Data entries:

*-*-*

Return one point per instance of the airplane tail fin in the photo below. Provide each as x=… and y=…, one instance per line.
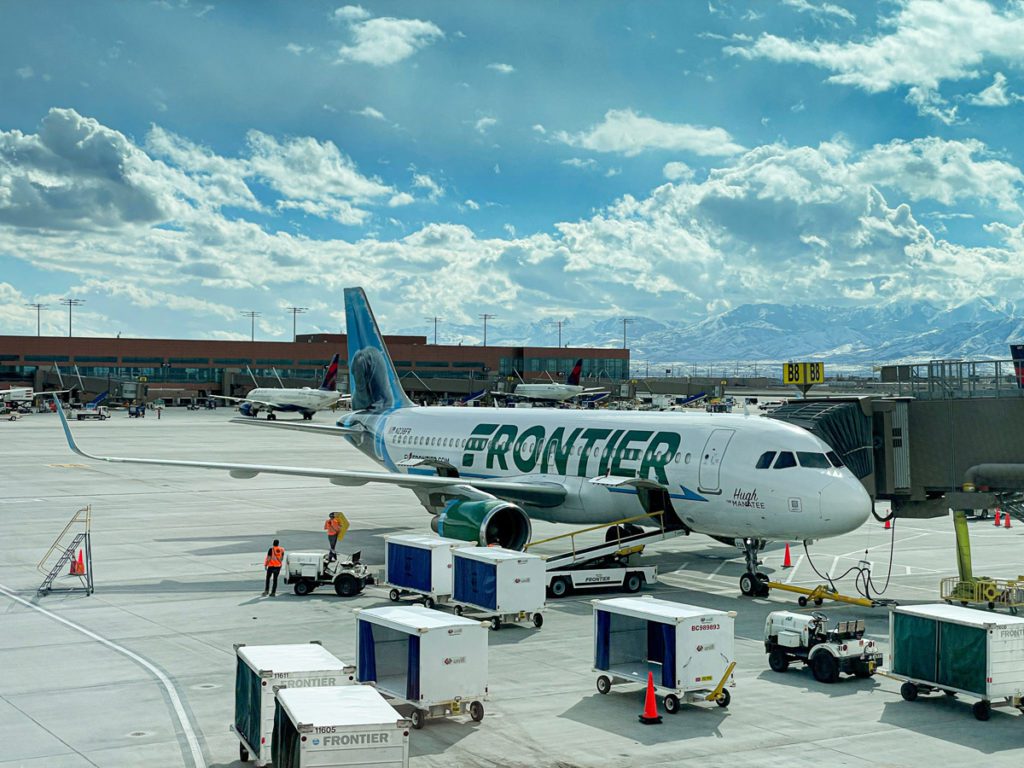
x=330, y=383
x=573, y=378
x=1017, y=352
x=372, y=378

*-*-*

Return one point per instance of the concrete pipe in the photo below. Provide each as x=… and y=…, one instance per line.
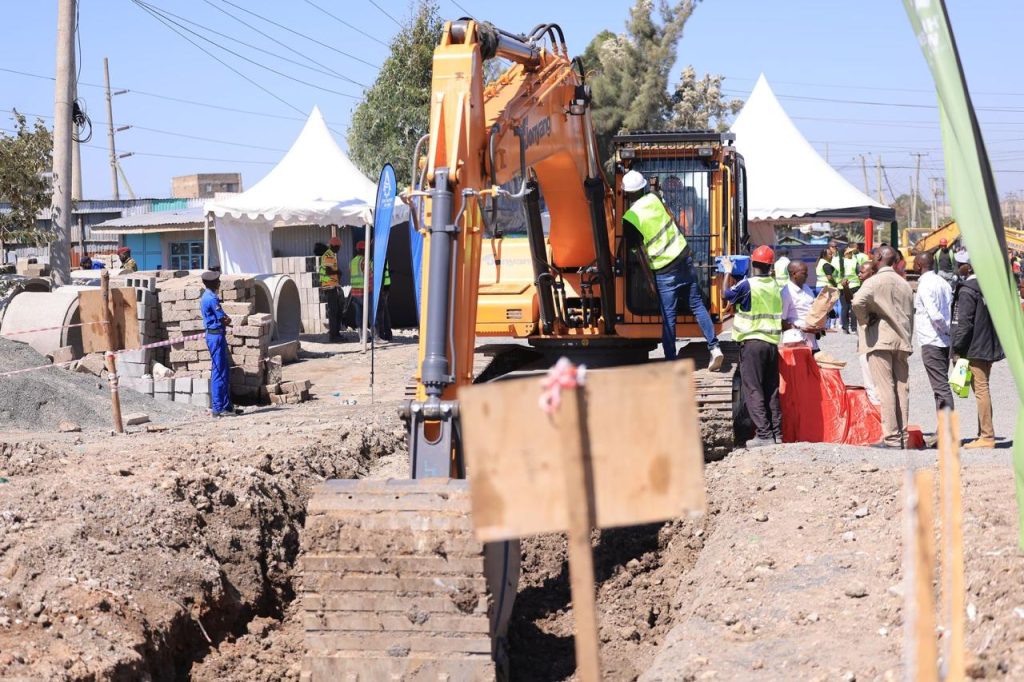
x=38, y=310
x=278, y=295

*-*-*

Stated exercise:
Please copy the listing starting at the line containing "Return one point per instance of the concrete" and ending at the line containing "x=278, y=295", swapping "concrete pipe" for "culvert" and leaving everything else unchanged. Omit the pictures.

Exercise answer:
Return one point per instance of the culvert in the photo below. Provide each as x=… and y=…, one instance per line.
x=38, y=310
x=278, y=295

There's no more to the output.